---- Trecho
O ponto de partida para o estudo da teoria de uma ciência social como a Contabilidade é estabelecer seus objetivos. A nosso ver, a formulação de tais objetivos a partir da observação da realidade transcende os próprios princípios e normas, pois estes, na verdade, fornecem apenas os meios conceituais para atingirmos os objetivos, que são o ponto mais alto da estrutura hierárquica da disciplina.


Nesse aspecto, o estabelecimento dos objetivos da Contabilidade pode ser feito na base de duas abordagens distintas: ou consideramos que o objetivo da Contabilidade é fornecer aos usuários, independentemente de sua natureza, um conjunto básico de informações que, presumivelmente, deveria atender igualmente bem a todos os tipos de usuários, ou a Contabilidade deveria ser capaz e responsável pela apresentação de cadastros de informações totalmente diferenciados, para cada tipo de usuário.


Frequentemente, a segunda alternativa tem sido a citada pelos autores como a correta; todavia, ou porque a natureza do modelo decisório de cada tipo de usuário não foi ainda inteiramente revelada, ou por não ser do conhecimento dos contadores, o fato é que raramente se tem visto um desenvolvimento coerente e completo de quais seriam os vários conjuntos completos de informações a serem fornecidos para cada tipo de usuário.


Nosso ponto de vista diferencia-se dos dois citados e repousa mais na construção de um “arquivo básico de informação contábil”, que possa ser utilizado, de forma flexível, por vários usuários, cada um com ênfases diferentes neste ou naquele tipo de informação, neste ou naquele princípio de avaliação, porém extraídos todos os informes do arquivo básico ou “data-base” estabelecido pela Contabilidade.


Ênfases da Teoria Contábil

O American Institute of Certified Public Accountants (AICPA) publicou, em 1973, um relatório do Grupo de Estudos sobre os Objetivos dos Demonstrativos Financeiros, denominado “Objetivos dos Demonstrativos Financeiros”. Vamos comentar alguns trechos mais importantes dos primeiros capítulos, que tocam de perto o problema que estamos examinando.


Uma afirmação geral é que “a função fundamental da Contabilidade (…) tem permanecido inalterada desde seus primórdios. Sua finalidade é prover os usuários dos demonstrativos financeiros com informações que os ajudarão a tomar decisões. Sem dúvida, tem havido mudanças substanciais nos tipos de usuários e nas formas de informação que têm procurado. Todavia, esta função dos demonstrativos financeiros é fundamental e profunda. O objetivo básico dos demonstrativos financeiros é prover informação útil para a tomada de decisões econômicas”.


Analisemos mais detidamente as afirmações acima: enquanto se procura enfatizar as mudanças ocorridas no tipo de usuário e nas formas de informação que tem procurado, a função da Contabilidade (objetivo) permanece praticamente inalterada através dos tempos, ou seja, prover informação útil para a tomada de decisões econômicas.


A decisão sobre o que é útil ou não para a tomada de decisões econômicas é, todavia, muito difícil de ser avaliada na prática. Isto, como afirmamos anteriormente, exigiria um estudo profundo do modelo decisório de cada tipo de tomador de decisões que se utiliza de dados contábeis.
--------
> [Instruções da tarefa] Resuma o trecho acima em exatamente duas frases.
---- Dados fornecidos
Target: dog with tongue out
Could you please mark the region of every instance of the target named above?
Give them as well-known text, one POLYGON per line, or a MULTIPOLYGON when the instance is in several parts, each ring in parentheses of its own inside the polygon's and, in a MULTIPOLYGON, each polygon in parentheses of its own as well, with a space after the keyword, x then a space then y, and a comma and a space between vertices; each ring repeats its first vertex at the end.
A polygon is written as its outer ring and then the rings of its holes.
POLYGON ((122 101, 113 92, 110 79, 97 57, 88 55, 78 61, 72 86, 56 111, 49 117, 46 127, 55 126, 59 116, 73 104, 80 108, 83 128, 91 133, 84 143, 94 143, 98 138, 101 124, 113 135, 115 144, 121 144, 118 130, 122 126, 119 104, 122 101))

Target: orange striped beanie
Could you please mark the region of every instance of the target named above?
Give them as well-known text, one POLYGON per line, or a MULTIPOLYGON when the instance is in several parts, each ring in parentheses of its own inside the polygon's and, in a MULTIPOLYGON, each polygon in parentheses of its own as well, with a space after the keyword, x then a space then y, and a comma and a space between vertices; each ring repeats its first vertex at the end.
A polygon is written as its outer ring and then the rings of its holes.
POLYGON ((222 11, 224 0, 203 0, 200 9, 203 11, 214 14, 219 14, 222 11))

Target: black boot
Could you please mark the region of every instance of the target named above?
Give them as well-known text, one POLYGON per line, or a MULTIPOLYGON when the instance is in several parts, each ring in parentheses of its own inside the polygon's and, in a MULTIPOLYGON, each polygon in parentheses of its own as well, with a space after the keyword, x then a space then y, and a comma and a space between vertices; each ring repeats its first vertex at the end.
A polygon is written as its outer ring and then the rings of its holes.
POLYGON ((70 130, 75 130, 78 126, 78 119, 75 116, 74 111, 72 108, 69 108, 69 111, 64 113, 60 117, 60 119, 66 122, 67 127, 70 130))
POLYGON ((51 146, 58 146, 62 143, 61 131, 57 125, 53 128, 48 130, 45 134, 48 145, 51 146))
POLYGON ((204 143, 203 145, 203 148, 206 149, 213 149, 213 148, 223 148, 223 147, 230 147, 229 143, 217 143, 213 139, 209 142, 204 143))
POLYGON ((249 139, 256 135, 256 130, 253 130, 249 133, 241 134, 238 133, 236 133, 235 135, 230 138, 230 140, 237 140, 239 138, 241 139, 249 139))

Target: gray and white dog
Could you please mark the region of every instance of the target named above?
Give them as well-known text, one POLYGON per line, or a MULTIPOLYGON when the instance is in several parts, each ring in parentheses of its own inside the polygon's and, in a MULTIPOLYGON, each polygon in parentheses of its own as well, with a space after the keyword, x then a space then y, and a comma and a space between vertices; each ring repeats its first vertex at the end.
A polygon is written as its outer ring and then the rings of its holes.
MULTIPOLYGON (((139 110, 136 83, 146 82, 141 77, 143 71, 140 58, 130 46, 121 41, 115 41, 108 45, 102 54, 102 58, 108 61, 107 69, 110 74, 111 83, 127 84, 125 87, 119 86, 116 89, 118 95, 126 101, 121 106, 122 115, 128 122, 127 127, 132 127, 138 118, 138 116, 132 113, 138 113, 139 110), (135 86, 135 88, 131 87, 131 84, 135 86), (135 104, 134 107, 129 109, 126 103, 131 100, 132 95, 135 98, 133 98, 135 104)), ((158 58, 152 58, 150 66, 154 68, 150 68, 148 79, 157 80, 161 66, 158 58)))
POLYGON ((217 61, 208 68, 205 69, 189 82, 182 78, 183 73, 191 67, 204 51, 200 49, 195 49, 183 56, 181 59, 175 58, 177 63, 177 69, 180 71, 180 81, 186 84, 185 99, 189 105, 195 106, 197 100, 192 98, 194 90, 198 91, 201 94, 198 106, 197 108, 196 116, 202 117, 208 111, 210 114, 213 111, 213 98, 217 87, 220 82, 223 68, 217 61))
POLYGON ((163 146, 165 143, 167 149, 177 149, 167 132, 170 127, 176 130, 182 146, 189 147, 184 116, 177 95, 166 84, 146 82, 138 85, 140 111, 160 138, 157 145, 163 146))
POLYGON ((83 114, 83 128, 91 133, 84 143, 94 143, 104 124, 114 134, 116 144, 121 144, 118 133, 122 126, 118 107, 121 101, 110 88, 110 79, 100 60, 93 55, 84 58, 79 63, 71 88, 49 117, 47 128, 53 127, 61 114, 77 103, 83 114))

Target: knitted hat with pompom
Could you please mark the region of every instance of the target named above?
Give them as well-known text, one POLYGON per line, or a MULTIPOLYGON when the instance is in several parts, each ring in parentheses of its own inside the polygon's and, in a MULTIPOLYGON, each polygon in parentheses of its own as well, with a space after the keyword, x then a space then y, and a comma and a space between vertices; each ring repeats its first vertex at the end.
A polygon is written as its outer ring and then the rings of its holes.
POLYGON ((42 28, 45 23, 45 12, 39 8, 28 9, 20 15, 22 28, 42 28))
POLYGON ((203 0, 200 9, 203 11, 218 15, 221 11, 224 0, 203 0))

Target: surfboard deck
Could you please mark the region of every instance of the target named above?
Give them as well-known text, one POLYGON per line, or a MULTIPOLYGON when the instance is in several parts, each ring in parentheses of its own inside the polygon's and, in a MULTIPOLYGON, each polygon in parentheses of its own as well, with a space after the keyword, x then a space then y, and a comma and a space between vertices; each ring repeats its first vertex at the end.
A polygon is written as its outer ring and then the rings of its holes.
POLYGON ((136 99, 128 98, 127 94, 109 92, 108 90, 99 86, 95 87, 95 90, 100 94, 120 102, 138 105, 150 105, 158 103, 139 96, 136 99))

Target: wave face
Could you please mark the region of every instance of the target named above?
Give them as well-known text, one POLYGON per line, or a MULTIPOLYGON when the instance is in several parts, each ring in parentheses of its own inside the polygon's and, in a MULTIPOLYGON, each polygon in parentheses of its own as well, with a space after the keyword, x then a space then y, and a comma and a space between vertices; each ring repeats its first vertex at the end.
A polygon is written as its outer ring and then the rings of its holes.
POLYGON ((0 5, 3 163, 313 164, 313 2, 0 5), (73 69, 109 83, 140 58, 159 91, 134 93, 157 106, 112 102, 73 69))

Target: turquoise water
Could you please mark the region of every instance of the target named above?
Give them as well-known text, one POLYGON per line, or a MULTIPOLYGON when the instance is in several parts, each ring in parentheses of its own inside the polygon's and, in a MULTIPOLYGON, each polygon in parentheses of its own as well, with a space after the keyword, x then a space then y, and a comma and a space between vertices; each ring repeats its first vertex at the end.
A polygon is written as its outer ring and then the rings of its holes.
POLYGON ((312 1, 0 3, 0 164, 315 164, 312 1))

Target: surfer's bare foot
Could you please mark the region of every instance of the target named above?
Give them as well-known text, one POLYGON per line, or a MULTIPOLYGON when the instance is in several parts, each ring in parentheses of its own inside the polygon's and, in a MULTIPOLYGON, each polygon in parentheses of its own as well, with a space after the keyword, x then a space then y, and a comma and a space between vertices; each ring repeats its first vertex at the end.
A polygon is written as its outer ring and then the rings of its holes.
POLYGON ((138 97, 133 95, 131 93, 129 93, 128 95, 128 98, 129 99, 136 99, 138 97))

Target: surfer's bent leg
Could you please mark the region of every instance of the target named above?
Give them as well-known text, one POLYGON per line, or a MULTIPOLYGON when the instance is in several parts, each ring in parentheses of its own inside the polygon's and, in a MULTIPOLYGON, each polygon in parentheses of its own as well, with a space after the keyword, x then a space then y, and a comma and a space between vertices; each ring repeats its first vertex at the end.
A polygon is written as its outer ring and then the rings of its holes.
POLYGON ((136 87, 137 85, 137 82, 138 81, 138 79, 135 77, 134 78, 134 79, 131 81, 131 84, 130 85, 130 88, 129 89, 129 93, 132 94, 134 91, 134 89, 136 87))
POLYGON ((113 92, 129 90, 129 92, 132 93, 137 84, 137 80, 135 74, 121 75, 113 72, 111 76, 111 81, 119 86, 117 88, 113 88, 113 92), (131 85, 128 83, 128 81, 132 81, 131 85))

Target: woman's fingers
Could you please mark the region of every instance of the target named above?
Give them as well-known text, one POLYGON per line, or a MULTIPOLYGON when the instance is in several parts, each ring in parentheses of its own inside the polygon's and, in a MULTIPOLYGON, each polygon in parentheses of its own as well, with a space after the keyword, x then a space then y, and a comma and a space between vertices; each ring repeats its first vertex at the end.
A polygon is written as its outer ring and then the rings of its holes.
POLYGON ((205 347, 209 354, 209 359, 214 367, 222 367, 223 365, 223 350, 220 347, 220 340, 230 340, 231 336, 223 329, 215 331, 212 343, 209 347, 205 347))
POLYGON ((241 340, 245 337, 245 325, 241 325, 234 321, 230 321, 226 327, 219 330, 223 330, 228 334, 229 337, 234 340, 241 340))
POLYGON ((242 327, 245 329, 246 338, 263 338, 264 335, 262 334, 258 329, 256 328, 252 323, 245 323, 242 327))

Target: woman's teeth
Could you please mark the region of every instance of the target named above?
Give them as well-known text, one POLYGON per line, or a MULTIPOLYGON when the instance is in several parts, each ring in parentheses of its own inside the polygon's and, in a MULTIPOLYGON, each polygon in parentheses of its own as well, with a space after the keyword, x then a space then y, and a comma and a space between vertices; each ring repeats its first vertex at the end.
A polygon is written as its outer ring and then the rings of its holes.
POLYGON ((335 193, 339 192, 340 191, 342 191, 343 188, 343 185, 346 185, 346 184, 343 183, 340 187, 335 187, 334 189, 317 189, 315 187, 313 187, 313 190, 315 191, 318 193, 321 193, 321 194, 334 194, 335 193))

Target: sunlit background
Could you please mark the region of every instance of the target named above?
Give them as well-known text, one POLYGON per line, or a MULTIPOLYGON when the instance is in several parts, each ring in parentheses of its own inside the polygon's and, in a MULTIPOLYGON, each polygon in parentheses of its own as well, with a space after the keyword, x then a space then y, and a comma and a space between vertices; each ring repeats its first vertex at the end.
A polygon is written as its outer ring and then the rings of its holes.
--------
> [Solução do problema] O estudo da teoria contábil parte do estabelecimento de seus objetivos, que podem ser definidos por duas abordagens: um conjunto básico de informações para todos os usuários ou conjuntos diferenciados para cada tipo de usuário. O trecho propõe, em vez disso, um arquivo básico de informação contábil utilizado de forma flexível por vários usuários e, com base no relatório do AICPA de 1973, afirma que o objetivo básico dos demonstrativos financeiros é prover informação útil para a tomada de decisões econômicas, embora avaliar o que é útil seja muito difícil na prática.